[Start Stored rows]

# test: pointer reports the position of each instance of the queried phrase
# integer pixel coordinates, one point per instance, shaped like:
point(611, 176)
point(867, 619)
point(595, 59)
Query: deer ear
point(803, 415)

[End Stored rows]

» What you will do
Turn every line of the records above into a numbered list, skipping any blank lines.

» Task output
1. # test: pointer reports the position of each instance of the queried phrase
2. # integer pixel coordinates, one point per instance, shaped like:
3. point(611, 176)
4. point(867, 619)
5. point(595, 59)
6. Query: deer ear
7. point(803, 415)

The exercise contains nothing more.